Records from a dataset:

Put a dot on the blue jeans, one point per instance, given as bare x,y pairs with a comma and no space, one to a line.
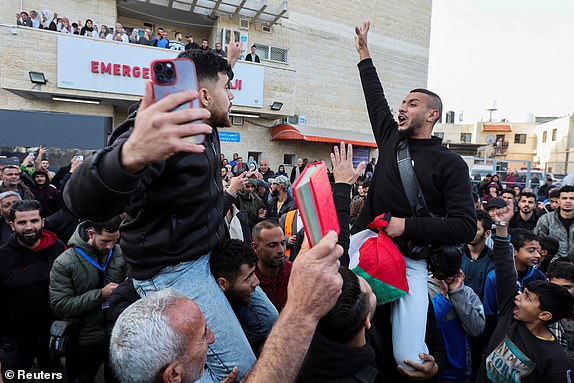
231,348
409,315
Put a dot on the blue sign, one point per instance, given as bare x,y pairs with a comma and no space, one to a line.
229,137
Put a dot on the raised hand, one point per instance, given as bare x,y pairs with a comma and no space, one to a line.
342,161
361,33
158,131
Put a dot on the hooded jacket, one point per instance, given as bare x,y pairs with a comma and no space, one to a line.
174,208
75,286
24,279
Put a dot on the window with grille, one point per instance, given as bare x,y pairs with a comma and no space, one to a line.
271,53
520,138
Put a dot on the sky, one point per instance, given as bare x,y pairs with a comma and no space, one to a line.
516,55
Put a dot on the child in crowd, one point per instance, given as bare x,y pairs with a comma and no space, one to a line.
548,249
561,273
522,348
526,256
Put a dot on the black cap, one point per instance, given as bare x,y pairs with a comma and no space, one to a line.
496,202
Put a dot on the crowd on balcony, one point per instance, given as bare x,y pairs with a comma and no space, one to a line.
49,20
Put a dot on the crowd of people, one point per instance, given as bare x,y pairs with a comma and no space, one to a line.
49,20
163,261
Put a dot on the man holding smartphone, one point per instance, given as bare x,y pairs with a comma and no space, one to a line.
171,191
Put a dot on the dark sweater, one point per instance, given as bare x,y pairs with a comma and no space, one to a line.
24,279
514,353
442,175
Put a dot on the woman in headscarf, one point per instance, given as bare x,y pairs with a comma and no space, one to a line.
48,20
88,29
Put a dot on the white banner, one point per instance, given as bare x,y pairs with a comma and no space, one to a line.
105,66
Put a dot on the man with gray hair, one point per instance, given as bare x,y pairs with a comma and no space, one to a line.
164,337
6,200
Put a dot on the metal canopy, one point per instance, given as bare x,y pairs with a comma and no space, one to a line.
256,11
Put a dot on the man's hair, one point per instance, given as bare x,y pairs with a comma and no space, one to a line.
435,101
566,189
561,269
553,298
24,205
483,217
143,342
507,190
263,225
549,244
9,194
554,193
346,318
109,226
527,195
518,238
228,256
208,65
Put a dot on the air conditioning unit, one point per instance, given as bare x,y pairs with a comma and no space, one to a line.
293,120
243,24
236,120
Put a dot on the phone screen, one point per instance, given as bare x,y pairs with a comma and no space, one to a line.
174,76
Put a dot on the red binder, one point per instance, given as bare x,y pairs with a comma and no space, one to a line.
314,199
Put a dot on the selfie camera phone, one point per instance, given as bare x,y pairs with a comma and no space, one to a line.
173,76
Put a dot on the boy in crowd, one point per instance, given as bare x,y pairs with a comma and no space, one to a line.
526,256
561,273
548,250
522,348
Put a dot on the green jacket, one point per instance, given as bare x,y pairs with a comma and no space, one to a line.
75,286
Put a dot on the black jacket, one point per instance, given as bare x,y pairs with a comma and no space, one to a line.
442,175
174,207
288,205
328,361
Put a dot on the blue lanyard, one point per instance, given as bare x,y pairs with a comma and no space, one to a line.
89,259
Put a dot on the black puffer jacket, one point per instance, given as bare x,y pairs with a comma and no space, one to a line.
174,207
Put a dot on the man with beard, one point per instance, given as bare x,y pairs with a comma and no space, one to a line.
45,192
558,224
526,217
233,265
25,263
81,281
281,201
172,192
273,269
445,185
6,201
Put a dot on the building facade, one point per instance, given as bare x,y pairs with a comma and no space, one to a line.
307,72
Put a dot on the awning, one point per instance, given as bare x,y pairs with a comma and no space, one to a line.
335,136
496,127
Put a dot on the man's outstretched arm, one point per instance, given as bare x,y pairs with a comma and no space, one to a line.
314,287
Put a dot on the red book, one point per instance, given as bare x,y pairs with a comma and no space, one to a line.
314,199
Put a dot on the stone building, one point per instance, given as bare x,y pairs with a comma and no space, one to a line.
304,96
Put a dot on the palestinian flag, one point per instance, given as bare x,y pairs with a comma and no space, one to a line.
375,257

DIRECTIONS
Set down every entry above without alteration, but print no images.

EXERCISE ANSWER
Put a dot on the blue jeans, one point per instance, given as bare x,y pairs with a comma and no space, one to a line.
231,348
409,315
Put a dot on the blue sign, one point per instance, given as bare x,y pairs with a comma and no space, one to a line.
229,137
Put a dot on the raised hand, one point per instance, given as bare x,y pairs with a comma and no space, one to a line.
342,161
361,33
158,131
Put a dot on the hooded jacket, one point per instance, given as bare x,y pairs with a comma and no space, one to a line.
174,208
75,286
24,279
Put a dot on the window with grille, one point per instance, given as bare x,y pairs with a comma and no space, one to a line.
271,53
520,138
Put a dot on the sky, one point per instance, given as bare x,y pairs with a comma and no space, one to a line.
516,55
Put a dot on the child in crowd, one point per instance, given as bare x,y pairs with a comma and no space, one to a line.
548,249
561,273
522,348
526,256
Put a dot on the black cap, one point per instance, given as bare x,y pairs with a comma and no space, one to a line.
496,202
Put a dot on the crowd on balcony, one point per instance, given as bare x,y pairs with a comma and no space, one to a line.
49,20
Put a dot on the crowd of people, one point per instance, given as bare x,y pairs with a comma and no space, one to a line.
49,20
163,261
Put a dot on the man holding smartphone, one point per instance, given as bare x,y pairs with a comma and no space, one to a line.
171,191
Put a dot on the dark sweater, one point per instance, given as bare x,y pairs with a comma and no space, one to a line.
24,279
514,353
442,175
Put a dot on the woman in headscarf, one point per instance, given as bare x,y pairs with a comma and no space, one to a line.
48,20
88,29
Put a dot on the white banner, one point per instance, given as bare x,y pairs with a comma and no space, one to a line.
105,66
Put a dot on the man with gray hair, one point per instance, given as bare x,y pairs with a comma and no space, one to a line.
164,337
6,200
Put a dot on the metal canopy, one point per instance, given as bare x,y pairs with a comma and no space, one to a line.
256,11
Put a dot on the man's hair, one point per instance, given as bare x,y pairs with a comma and no space, one to a line.
435,101
566,189
561,269
553,298
24,205
483,217
143,342
507,190
263,225
549,244
9,194
554,193
346,318
109,226
527,195
518,238
228,256
208,65
Put a dot on the air conditioning unit, one point per instance, given as bare x,y pairs with a comma and no space, one to a line.
293,120
243,24
236,120
Put a dot on the phone screen, one point per instance, given as bare x,y pairs with a comma and no space, one to a line.
174,76
Put a dot on the red binder, one point per instance, given as bare x,y pairs with a comma and no space, one to a line.
314,199
Put a dot on the selfie camera phone, one point per instance, given as bare x,y pairs with a comma and no space, one to a line.
173,76
Put a dot on the boy in crowd, one point per instance, given as bare x,y pairs with a comma and no space, one to a line.
526,256
561,273
548,250
522,348
Put a dot on the green jacket, one point per instance, given as bare x,y pairs with a comma and no space, one to a line.
75,286
Put a dot on the black jacket, one point per instance, given as bare x,y pairs with a comma and no space, one to a line.
442,175
174,207
288,205
328,361
Put a dot on the blue lanyard, one point per instance, given as bare x,y pairs with a comma and no space, one to a line.
89,259
Put a dot on the black puffer jacket, one point per instance, given as bare x,y pairs with a comma and no space, one to a line.
174,207
Put a dot on the man with beard, one point per instance, given as bare x,y pairs with a comma and no space, one to a line.
45,192
558,224
526,217
233,265
25,263
81,281
281,201
172,192
273,269
445,185
6,201
Put a dot on the building facade, one point per instance, given as bare x,y pairs with a comma and no space, one to a line.
307,72
Put a dot on the awning, one point per instance, given as bare x,y pairs with a comma and no space, one to a line.
335,136
496,127
Put a dot on the man's outstretched arm, one point per instance, given as bare x,y pairs with a comma and no space, one to a line.
314,287
Put a dot on the red book, one point per instance, given as bare x,y pairs with a comma and no space, one to a line.
314,199
Put a dot on the stone building, one point per instance, given as bare x,y pairs with a comma and no space, one to a line.
304,96
Put a dot on the palestinian flag, one point per instance, given as bare x,y pairs with a comma and no space, one to a line.
375,257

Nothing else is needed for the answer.